**ROWS**.
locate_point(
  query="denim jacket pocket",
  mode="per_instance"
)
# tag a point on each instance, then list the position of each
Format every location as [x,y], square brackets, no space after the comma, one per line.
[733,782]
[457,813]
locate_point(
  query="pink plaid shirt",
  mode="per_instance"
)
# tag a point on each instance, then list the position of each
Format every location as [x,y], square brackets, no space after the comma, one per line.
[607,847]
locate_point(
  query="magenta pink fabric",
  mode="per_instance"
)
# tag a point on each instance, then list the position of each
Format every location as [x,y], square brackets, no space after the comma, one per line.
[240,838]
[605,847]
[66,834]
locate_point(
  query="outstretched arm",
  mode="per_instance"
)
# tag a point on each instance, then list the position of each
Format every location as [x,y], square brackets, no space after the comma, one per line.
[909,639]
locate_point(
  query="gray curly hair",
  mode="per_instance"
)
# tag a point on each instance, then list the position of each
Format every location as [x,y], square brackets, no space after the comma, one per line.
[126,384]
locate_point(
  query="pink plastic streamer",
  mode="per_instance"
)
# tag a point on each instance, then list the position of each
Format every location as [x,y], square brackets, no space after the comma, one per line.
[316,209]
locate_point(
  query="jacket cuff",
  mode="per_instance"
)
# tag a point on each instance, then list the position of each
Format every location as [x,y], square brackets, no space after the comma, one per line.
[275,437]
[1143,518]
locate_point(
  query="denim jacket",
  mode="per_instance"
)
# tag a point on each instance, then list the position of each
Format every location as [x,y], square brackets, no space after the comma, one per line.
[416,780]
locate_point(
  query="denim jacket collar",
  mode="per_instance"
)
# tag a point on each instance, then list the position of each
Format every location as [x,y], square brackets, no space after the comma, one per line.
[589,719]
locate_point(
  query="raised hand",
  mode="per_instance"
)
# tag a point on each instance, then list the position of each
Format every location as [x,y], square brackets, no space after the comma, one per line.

**GIVEN INSTRUCTION**.
Each line of the material should be duplicated exactly, please.

**EXERCISE RESPONSE**.
locate_point(
  query="denim jacket pocket",
  mode="per_instance"
)
# tag a point on each instance, then list the position of each
Format every location as [x,y], square brackets, no space after the comma, one per line.
[733,782]
[457,813]
locate_point(
  query="pink plaid shirt",
  mode="per_instance"
)
# tag a point on each instance, then list the position of each
Format every location as [x,y], square brackets, no space after the comma, one per line.
[607,847]
locate_point(
  query="magenta pink fabric",
  mode="per_instance"
)
# tag a point on each instance, then list the position of each
Format every location as [x,y], square brackets, no space after the comma, one per line.
[240,838]
[605,847]
[66,834]
locate_point(
  query="outstretched arm",
  mode="per_instance"
)
# tag a point on each instance, then list the position of each
Format every location as [x,y], square brackets, no space after the comma, one per line.
[909,639]
locate_point(
  query="gray curly hair",
  mode="per_instance"
)
# tag a point on each instance, then list the position of each
Format every location as [x,y], square brackets, no space after the comma, one per line.
[126,384]
locate_point(
  query="pink plastic streamer",
  mode="per_instance"
)
# tag a point on each instance, then list the position of each
Format every location as [x,y], square brackets, no space after the comma, one per line.
[316,209]
locate_point(
  query="jacket cuff",
  mode="per_instance"
)
# tag a point on each instance, then list the position of each
Format every location as [x,y], square brackets, no space after the comma, one per line.
[275,437]
[1143,518]
locate_point(
  query="denim jacket",
  mode="per_instance"
)
# tag a point on each instance, then list the position of each
Format every location as [x,y], square brackets, no space after the comma, one per line.
[416,780]
locate_point(
  query="denim jacket collar",
  mode="per_instance"
)
# tag a point on each instance, then list the position of each
Format every location as [x,y], square brackets, no space after the comma, one per line.
[589,719]
locate_point(
  query="raised hand",
  mode="per_instance"
)
# tag a point on each instance, then list the position of each
Format every location as [x,y], square brackets, no space after the comma, one per line.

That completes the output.